Work order → Continue the article below about geek-centered prime-time television shows, starting right after its final sentence.

Given text →
***

Video games now command more viewer-minutes than many prime-time television shows. Clearly, many of us are choosing to play games or surf the net rather than watch whatever the networks dole out to us each season.
Still, lots of people watch network television--25 million tuned into this week's episode of ABC's Dancing with the Stars, for example--and companies still pump billions into prime-time advertising.
So what would happen if gamers decided which shows should be on television? What if the generation that grew up playing Mario on the NES were in charge? What would that season look like? Probably a lot like the one on TV right now.
The kids who munched mushrooms now write and produce television shows, many of which bear an unmistakable video game sensibility (and comic book panache). Currently on American TV, it's all about geeks with special powers. It began last season with Heroes and its ensemble of characters who "thought they were like everyone else...until they realized they have incredible abilities." Notably, the most popular character was the nerd of the bunch, Hiro Nakamura.
This season brings us a computer whiz with the world's greatest spy secrets embedded in his brain (NBC's Chuck); a video game playing slacker who lives with his parents and harvests souls for Satan (CW's Reaper); a "forensic fairy tale" focusing on Ned, a pie-maker with the mysterious power to bring the dead back to life (ABC's Pushing Daisies); a San Francisco reporter who involuntarily travels through time (NBC's Journeyman); and a bartender with experimental medical implants who develops superhuman abilities (NBC's Bionic Woman). Two other new shows, CBS's Big Bang Theory and CW's Aliens in America feature central characters who lack super powers but qualify as grade-A geeks.

***

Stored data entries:
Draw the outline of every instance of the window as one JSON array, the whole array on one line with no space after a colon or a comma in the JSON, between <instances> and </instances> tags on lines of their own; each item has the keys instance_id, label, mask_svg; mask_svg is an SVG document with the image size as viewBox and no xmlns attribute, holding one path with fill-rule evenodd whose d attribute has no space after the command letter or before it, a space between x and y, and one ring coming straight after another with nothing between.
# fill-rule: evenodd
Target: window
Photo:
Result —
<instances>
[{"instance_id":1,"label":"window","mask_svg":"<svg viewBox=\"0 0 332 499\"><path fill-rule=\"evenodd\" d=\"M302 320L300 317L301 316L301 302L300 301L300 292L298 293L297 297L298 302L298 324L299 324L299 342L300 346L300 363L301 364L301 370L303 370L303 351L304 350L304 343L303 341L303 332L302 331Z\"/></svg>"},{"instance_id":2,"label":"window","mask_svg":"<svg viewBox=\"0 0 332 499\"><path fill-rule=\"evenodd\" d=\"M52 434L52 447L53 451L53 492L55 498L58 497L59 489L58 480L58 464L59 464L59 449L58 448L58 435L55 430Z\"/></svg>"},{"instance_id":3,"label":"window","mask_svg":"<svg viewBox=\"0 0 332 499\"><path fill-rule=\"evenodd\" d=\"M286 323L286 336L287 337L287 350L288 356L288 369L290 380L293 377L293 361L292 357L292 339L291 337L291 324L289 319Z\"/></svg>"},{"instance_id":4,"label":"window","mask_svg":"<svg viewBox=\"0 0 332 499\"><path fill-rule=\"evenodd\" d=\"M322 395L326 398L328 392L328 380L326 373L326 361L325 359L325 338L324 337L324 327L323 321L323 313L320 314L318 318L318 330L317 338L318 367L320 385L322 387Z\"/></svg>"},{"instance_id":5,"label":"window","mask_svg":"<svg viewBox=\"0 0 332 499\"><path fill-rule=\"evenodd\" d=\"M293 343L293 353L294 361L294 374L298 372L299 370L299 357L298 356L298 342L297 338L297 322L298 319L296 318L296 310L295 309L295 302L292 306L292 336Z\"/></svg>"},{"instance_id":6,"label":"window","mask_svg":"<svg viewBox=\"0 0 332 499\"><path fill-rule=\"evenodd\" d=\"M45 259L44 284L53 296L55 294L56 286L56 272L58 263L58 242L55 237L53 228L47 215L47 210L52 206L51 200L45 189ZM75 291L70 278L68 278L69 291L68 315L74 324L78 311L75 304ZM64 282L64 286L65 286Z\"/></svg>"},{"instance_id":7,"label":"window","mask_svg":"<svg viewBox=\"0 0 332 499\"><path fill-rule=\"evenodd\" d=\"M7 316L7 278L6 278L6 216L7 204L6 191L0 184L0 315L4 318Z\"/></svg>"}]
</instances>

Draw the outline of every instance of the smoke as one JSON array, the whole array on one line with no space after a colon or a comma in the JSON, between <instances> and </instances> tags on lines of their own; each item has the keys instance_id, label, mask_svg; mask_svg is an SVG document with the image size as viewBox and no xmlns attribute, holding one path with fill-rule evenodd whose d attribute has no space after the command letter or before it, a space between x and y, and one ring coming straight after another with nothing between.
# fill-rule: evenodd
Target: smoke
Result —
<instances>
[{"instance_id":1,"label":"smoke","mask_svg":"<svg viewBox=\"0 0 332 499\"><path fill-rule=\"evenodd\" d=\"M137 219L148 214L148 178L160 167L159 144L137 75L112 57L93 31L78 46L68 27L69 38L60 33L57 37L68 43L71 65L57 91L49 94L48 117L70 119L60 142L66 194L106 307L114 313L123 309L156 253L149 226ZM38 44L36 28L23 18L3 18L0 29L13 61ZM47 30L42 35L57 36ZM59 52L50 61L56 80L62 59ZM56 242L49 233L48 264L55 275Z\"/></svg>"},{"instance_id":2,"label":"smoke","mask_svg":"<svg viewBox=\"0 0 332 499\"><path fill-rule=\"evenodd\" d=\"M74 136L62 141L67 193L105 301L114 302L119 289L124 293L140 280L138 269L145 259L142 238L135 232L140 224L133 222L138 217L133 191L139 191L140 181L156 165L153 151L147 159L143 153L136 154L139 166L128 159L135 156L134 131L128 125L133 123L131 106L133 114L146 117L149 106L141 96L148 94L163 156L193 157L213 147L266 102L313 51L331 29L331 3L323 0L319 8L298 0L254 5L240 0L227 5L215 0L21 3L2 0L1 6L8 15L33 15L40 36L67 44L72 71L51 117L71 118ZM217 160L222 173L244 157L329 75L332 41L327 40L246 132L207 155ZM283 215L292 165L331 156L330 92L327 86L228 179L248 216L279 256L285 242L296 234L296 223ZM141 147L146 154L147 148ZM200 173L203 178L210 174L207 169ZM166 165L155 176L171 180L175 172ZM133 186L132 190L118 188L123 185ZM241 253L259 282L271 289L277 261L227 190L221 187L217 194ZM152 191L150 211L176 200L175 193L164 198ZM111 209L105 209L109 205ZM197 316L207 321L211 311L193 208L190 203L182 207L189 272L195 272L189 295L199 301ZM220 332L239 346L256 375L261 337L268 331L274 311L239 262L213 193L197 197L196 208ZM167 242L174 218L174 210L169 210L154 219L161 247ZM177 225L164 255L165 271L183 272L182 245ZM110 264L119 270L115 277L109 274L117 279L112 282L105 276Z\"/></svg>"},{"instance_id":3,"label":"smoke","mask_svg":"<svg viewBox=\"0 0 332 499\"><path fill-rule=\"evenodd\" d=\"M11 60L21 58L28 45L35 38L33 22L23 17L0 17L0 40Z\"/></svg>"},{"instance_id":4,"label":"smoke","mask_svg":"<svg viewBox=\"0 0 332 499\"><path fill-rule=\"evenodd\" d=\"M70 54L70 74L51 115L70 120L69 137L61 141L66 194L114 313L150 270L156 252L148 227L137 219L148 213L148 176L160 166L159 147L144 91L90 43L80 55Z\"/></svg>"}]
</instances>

***

Answer to this exercise →
Then there's the unstoppable force known as Judd Apatow (The 40 Year Old Virgin, Knocked Up, and Superbad) who made the leap to Hollywood after establishing his nerd-cred as writer and producer of television's first foray into geekdom, the highly regarded but seldom watched Freaks and Geeks (featuring a young Seth Rogen, NBC, 1999-2000).
Apparently, the crazy pendulum that dictates network programming has swung away from reality shows and toward scripted programming (22 of 28 new series use scripts). Somebody has to write these shows, so why not gamers?
I may have to start watching television again...after The Orange Box, of course.